Render every line of the records below as a JSON list of strings, one string per line, leaving out blank lines.

* start SUPPLIED INFORMATION *

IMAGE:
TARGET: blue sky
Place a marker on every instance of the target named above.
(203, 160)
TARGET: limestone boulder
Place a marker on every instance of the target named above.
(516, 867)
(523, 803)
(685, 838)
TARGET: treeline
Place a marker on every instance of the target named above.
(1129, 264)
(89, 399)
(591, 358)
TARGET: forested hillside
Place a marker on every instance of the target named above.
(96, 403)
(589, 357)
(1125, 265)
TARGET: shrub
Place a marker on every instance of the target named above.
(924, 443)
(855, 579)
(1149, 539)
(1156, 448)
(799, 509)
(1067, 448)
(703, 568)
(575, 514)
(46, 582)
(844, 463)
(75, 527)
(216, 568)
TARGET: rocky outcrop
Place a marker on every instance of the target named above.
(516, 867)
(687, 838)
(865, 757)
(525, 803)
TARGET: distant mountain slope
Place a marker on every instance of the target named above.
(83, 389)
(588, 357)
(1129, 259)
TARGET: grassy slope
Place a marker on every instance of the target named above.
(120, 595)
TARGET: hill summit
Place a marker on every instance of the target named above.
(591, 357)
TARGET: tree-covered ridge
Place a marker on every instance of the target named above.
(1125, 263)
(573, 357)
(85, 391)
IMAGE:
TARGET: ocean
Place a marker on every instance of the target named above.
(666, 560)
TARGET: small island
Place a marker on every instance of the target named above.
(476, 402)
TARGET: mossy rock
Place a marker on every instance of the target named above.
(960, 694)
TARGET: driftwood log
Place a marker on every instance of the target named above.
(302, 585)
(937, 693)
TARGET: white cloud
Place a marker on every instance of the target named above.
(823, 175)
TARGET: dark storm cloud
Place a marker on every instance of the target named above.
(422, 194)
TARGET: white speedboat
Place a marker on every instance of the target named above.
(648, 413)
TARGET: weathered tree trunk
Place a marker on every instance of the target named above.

* end SUPPLIED INFORMATION *

FULL RESPONSE —
[
  "IMAGE:",
  "TARGET: blue sky",
  "Place a marker on every instance of the target named above.",
  "(203, 160)",
  "TARGET: limestone boulder",
  "Place a marker on every instance of the target named above.",
  "(516, 867)",
  "(523, 803)",
  "(685, 838)",
  "TARGET: treeline",
  "Place a marker on every instance of the target named above.",
  "(1129, 264)",
  "(89, 399)",
  "(591, 358)",
  "TARGET: forested hillside",
  "Place a marker on every instance of the target named above.",
  "(96, 403)",
  "(589, 357)",
  "(1125, 265)",
  "TARGET: shrub",
  "Place a marker on every instance of the target named above.",
  "(924, 443)",
  "(855, 579)",
  "(1149, 539)",
  "(1156, 448)",
  "(799, 509)",
  "(1067, 448)",
  "(703, 568)",
  "(575, 514)",
  "(46, 582)",
  "(844, 463)",
  "(75, 527)",
  "(216, 568)",
  "TARGET: rocky outcrop",
  "Place a marker on every instance of the target named above.",
  "(516, 867)",
  "(687, 838)",
  "(865, 757)",
  "(525, 803)",
  "TARGET: distant mountain slope",
  "Place a marker on every instance of the target named above.",
  "(83, 389)",
  "(588, 357)",
  "(1129, 259)",
  "TARGET: grassy slope",
  "Place a marker on every instance of the target named above.",
  "(120, 595)",
  "TARGET: hill summit",
  "Place a marker on every instance of the target named above.",
  "(591, 357)",
  "TARGET: tree-covered ridge",
  "Place a marker on every instance of the target named above.",
  "(1125, 263)",
  "(573, 357)",
  "(85, 391)",
  "IMAGE:",
  "TARGET: ocean",
  "Place a marker on every instance of the target named above.",
  "(666, 560)",
  "TARGET: small island",
  "Place a marker on every instance of the target named above.",
  "(476, 402)",
  "TARGET: mossy rock",
  "Place a marker on every instance of the target named above.",
  "(960, 694)",
  "TARGET: driftwood log",
  "Place a marker on every instance of the target named above.",
  "(302, 585)",
  "(937, 693)",
  "TARGET: white cloud",
  "Place a marker on every instance of the target named above.",
  "(823, 175)",
  "TARGET: dark storm cloud",
  "Place a marker on every instance of the target named above.",
  "(422, 194)",
  "TARGET: white speedboat",
  "Place a marker on every instance of the target named above.",
  "(648, 413)",
  "TARGET: weathered tree trunk",
  "Place a marker on every instance of the target named above."
]